Opdracht:
Geef de regels van de lijst letterlijk terug, vanaf het begin van de lijst tot en met de regel met "pixel 492 493".

Gegeven informatie:
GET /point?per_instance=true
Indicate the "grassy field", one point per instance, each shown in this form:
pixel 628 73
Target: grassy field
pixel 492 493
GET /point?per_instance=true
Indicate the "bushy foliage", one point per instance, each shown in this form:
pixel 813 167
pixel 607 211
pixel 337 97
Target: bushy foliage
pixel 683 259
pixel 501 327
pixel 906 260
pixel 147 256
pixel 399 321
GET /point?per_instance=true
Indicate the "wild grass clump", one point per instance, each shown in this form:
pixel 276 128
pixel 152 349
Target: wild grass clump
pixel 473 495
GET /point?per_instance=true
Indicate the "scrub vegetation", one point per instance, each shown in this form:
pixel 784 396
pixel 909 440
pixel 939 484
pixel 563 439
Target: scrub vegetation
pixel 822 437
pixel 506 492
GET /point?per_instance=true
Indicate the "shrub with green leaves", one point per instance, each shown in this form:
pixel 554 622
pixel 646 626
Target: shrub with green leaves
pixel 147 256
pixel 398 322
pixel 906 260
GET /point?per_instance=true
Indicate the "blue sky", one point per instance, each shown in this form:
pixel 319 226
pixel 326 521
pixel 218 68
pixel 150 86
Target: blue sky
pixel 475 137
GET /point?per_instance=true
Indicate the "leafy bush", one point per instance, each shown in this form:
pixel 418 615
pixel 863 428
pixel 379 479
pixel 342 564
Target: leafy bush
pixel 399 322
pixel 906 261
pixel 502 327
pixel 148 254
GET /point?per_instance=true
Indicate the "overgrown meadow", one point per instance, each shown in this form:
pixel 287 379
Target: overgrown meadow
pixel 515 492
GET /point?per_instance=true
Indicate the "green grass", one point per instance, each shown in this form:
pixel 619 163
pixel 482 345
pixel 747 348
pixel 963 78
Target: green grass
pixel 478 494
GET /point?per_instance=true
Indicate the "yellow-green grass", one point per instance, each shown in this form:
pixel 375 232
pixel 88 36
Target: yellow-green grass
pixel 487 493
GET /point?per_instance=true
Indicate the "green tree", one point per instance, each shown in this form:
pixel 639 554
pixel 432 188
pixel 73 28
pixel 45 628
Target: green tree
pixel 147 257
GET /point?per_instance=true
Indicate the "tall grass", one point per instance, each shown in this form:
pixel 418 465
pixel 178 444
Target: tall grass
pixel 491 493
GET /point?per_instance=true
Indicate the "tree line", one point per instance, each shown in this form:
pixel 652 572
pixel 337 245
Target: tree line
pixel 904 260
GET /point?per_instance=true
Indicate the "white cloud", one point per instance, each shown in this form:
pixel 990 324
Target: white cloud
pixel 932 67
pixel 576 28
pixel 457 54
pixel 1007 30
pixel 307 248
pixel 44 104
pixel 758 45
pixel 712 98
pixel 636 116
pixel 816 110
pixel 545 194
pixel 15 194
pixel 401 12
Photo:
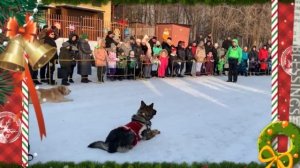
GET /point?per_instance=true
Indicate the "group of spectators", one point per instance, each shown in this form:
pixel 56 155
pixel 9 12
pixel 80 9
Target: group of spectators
pixel 146 58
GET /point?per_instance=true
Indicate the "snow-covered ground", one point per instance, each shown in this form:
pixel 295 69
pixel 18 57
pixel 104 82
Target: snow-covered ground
pixel 200 119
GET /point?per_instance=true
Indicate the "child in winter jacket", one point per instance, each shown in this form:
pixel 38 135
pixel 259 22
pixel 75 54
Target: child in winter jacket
pixel 112 61
pixel 221 64
pixel 209 64
pixel 157 48
pixel 174 61
pixel 200 57
pixel 121 65
pixel 263 57
pixel 163 59
pixel 243 67
pixel 100 55
pixel 155 63
pixel 132 64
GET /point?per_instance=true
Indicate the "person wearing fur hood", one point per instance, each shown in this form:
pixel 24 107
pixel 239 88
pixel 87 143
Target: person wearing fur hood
pixel 100 56
pixel 146 58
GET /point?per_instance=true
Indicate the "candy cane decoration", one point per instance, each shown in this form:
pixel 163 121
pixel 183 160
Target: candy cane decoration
pixel 274 54
pixel 25 119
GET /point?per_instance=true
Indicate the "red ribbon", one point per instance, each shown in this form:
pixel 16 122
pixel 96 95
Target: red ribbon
pixel 28 31
pixel 35 102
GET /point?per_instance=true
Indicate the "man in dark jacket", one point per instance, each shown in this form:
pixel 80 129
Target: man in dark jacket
pixel 73 49
pixel 189 60
pixel 50 67
pixel 110 39
pixel 85 65
pixel 138 52
pixel 227 43
pixel 216 58
pixel 181 57
pixel 152 41
pixel 167 45
pixel 253 61
pixel 64 56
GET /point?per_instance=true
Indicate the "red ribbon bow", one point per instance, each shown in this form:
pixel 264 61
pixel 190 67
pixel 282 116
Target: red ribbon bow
pixel 28 31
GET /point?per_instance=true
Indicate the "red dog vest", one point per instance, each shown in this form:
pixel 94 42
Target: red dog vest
pixel 137 128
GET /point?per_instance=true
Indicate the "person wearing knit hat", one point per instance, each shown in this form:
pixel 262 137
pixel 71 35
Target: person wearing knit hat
pixel 109 39
pixel 234 58
pixel 47 71
pixel 156 48
pixel 152 42
pixel 84 36
pixel 85 64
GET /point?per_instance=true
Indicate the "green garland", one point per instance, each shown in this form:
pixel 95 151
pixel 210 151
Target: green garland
pixel 138 165
pixel 6 86
pixel 186 2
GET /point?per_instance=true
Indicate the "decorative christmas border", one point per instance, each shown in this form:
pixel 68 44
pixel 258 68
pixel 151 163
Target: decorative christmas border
pixel 274 55
pixel 274 88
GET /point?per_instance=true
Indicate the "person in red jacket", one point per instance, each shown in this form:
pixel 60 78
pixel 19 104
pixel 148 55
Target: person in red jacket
pixel 263 57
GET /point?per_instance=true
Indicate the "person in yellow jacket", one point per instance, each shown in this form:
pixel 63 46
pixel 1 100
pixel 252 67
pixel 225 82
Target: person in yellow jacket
pixel 234 58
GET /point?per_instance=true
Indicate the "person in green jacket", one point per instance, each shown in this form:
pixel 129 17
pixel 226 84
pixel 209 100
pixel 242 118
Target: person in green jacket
pixel 234 58
pixel 156 48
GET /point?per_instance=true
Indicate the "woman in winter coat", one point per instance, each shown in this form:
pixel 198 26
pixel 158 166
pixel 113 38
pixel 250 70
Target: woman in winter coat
pixel 109 39
pixel 84 65
pixel 209 64
pixel 157 48
pixel 263 57
pixel 244 63
pixel 181 54
pixel 73 41
pixel 100 56
pixel 126 46
pixel 253 61
pixel 200 57
pixel 64 60
pixel 132 62
pixel 163 58
pixel 138 52
pixel 173 61
pixel 146 58
pixel 189 60
pixel 112 61
pixel 50 67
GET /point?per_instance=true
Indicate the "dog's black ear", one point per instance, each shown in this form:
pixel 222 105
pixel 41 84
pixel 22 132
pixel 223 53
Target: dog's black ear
pixel 143 104
pixel 151 105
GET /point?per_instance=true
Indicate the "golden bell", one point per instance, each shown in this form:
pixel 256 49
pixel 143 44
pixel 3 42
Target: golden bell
pixel 12 58
pixel 39 54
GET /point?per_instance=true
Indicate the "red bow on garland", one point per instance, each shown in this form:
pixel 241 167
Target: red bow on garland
pixel 28 32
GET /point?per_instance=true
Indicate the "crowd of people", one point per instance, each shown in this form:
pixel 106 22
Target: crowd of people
pixel 146 58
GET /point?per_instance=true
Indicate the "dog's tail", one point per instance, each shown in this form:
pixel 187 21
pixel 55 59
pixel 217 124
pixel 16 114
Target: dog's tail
pixel 99 145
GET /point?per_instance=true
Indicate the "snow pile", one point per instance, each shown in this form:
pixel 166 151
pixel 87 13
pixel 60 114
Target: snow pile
pixel 200 119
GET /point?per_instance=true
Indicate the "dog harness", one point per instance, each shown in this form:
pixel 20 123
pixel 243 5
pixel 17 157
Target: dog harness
pixel 137 128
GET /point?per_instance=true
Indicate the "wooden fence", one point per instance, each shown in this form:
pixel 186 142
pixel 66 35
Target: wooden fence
pixel 94 27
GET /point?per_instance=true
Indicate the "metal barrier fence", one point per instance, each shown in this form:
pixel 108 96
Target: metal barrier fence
pixel 139 70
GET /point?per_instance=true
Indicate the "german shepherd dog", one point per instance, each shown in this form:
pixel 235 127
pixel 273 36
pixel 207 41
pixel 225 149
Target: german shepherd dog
pixel 126 137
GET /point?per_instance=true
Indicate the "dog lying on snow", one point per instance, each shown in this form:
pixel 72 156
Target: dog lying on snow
pixel 126 137
pixel 56 94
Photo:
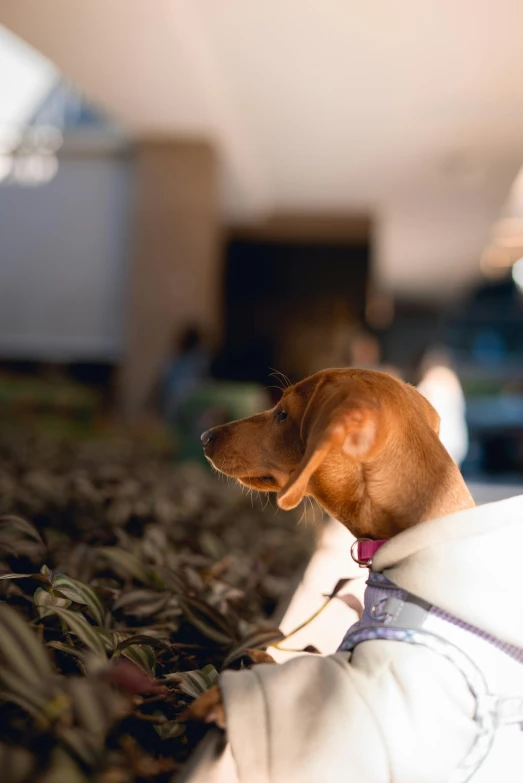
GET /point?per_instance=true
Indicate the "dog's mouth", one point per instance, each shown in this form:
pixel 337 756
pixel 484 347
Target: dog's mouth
pixel 266 483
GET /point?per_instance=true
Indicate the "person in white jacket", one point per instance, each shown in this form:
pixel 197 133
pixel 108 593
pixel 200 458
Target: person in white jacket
pixel 428 686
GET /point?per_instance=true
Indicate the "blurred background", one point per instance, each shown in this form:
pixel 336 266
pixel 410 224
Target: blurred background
pixel 192 194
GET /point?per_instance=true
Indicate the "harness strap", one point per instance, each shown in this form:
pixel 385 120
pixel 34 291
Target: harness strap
pixel 399 616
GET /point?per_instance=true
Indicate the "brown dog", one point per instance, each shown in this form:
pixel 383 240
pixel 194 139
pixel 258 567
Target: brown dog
pixel 362 443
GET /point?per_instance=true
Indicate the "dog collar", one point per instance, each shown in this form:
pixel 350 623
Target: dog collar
pixel 365 548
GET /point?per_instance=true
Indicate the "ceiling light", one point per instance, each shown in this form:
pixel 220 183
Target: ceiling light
pixel 517 274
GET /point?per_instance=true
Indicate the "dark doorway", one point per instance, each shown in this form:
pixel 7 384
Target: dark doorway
pixel 284 300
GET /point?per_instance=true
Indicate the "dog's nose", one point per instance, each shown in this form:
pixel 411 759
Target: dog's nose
pixel 207 438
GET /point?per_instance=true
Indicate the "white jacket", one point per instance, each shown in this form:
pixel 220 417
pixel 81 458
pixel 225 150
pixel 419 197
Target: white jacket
pixel 392 712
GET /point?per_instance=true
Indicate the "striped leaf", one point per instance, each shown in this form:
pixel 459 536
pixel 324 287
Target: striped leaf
pixel 143 656
pixel 78 625
pixel 81 594
pixel 262 637
pixel 170 730
pixel 68 649
pixel 43 599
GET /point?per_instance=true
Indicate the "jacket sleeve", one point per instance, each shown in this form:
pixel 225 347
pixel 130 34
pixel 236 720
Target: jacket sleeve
pixel 303 721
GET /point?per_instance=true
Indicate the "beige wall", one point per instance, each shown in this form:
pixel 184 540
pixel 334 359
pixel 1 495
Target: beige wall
pixel 176 275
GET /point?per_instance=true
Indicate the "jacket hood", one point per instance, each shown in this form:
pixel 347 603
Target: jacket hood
pixel 468 564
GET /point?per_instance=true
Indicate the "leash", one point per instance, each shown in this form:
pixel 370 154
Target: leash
pixel 366 548
pixel 393 614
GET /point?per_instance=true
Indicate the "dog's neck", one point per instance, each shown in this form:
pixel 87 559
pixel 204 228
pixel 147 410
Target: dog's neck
pixel 376 500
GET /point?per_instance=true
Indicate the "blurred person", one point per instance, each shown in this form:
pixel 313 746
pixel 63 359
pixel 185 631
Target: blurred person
pixel 185 370
pixel 441 386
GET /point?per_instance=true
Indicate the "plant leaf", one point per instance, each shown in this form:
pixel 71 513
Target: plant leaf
pixel 81 594
pixel 195 682
pixel 143 656
pixel 262 637
pixel 170 730
pixel 43 599
pixel 78 625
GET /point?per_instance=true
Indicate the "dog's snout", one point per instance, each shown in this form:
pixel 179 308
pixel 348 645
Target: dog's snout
pixel 207 438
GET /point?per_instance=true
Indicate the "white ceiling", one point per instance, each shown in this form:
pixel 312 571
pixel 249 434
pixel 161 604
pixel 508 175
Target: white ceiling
pixel 410 111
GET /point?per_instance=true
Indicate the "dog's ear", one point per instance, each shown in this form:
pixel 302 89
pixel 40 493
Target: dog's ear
pixel 342 414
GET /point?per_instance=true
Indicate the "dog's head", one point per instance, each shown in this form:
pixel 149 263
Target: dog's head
pixel 362 443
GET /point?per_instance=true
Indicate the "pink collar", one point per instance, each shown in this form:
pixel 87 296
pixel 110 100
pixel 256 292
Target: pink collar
pixel 366 549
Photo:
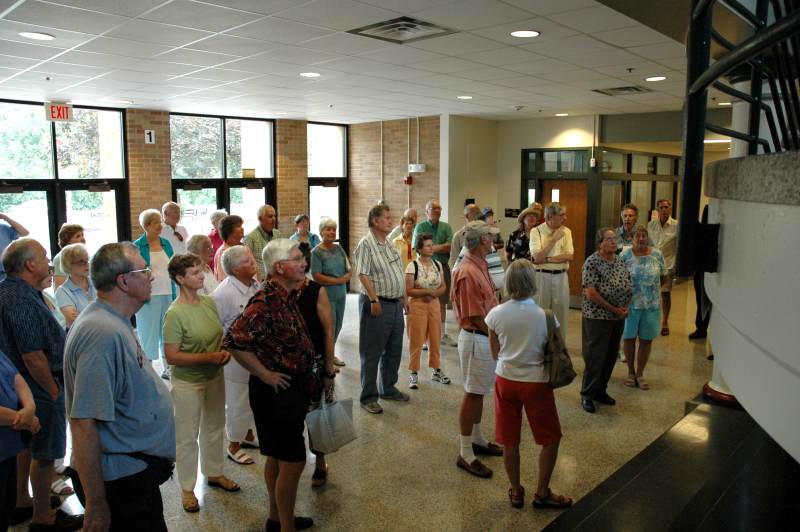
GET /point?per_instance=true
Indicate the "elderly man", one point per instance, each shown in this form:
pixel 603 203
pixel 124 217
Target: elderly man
pixel 398 230
pixel 473 297
pixel 9 231
pixel 271 340
pixel 231 296
pixel 171 230
pixel 664 233
pixel 262 235
pixel 442 236
pixel 34 341
pixel 551 253
pixel 121 416
pixel 381 304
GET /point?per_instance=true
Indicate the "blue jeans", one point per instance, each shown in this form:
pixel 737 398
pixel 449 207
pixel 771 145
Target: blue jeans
pixel 380 344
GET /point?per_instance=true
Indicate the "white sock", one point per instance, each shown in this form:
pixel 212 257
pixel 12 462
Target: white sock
pixel 466 448
pixel 477 435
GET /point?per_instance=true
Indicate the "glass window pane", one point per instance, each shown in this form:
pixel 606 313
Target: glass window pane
pixel 245 202
pixel 97 213
pixel 324 203
pixel 30 210
pixel 326 147
pixel 90 145
pixel 196 143
pixel 25 148
pixel 196 209
pixel 248 144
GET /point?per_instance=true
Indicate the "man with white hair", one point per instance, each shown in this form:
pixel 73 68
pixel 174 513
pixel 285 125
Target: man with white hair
pixel 176 234
pixel 271 341
pixel 262 235
pixel 231 296
pixel 551 253
pixel 473 297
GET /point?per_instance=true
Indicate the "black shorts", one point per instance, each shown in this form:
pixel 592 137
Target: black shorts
pixel 280 418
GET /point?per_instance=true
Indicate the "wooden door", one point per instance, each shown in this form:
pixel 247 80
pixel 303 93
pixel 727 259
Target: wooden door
pixel 573 195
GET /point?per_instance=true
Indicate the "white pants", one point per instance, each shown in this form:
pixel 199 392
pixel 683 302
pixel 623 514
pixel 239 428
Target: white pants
pixel 238 416
pixel 199 410
pixel 553 293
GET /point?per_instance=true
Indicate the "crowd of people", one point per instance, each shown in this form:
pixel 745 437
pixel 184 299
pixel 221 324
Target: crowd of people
pixel 241 329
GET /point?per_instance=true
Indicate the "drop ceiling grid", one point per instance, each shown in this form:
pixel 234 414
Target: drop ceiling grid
pixel 238 45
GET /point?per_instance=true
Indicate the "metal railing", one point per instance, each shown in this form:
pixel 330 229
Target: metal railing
pixel 771 57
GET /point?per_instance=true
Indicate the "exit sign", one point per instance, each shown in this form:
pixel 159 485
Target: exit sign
pixel 57 111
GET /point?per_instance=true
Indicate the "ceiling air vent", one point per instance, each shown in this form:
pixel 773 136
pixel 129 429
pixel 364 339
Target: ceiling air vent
pixel 402 30
pixel 623 91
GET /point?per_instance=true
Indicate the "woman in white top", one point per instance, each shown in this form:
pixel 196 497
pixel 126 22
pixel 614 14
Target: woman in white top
pixel 424 284
pixel 201 246
pixel 517 338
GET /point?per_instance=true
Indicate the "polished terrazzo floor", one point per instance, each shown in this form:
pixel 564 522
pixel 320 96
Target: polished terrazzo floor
pixel 400 473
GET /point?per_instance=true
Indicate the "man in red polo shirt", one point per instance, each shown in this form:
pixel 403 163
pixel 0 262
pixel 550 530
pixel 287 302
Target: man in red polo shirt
pixel 473 297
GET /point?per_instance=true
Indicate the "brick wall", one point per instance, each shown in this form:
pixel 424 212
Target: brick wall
pixel 149 167
pixel 291 164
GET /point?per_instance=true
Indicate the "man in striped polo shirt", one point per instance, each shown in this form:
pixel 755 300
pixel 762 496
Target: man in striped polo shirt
pixel 381 304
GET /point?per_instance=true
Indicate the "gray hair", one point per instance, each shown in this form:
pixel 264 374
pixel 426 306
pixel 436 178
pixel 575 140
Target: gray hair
pixel 110 261
pixel 553 209
pixel 233 257
pixel 326 223
pixel 70 254
pixel 147 217
pixel 17 254
pixel 520 279
pixel 194 243
pixel 277 250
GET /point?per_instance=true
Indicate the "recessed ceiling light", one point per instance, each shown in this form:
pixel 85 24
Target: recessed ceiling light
pixel 525 34
pixel 36 36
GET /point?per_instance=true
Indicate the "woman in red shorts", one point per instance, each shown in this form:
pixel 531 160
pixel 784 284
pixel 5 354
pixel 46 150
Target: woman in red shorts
pixel 517 337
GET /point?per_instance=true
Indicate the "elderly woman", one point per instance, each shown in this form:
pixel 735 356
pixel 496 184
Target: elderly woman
pixel 192 339
pixel 156 252
pixel 68 234
pixel 424 284
pixel 331 268
pixel 201 246
pixel 517 338
pixel 647 267
pixel 404 241
pixel 77 292
pixel 519 241
pixel 607 293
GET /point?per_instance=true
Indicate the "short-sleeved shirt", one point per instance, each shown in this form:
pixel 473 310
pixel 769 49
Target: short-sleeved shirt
pixel 195 328
pixel 472 293
pixel 71 295
pixel 27 325
pixel 611 279
pixel 382 264
pixel 442 234
pixel 521 328
pixel 10 439
pixel 107 378
pixel 428 276
pixel 665 238
pixel 563 247
pixel 646 272
pixel 333 263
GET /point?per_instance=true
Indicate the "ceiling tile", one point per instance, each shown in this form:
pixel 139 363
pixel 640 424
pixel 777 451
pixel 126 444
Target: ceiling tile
pixel 146 31
pixel 199 16
pixel 279 30
pixel 593 19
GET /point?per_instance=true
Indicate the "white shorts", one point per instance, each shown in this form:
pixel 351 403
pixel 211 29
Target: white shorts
pixel 477 364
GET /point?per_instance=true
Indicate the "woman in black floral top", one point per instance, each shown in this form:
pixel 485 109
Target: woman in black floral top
pixel 607 291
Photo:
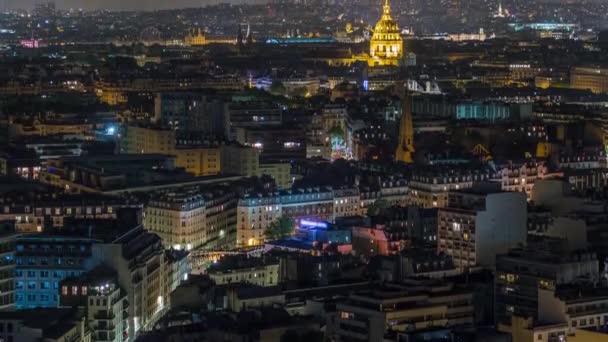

Resultaat opdracht:
GET /point?per_instance=true
Indicate the "grassy field", one point per instance, each shown in this form:
pixel 628 73
Target: grassy field
pixel 492 493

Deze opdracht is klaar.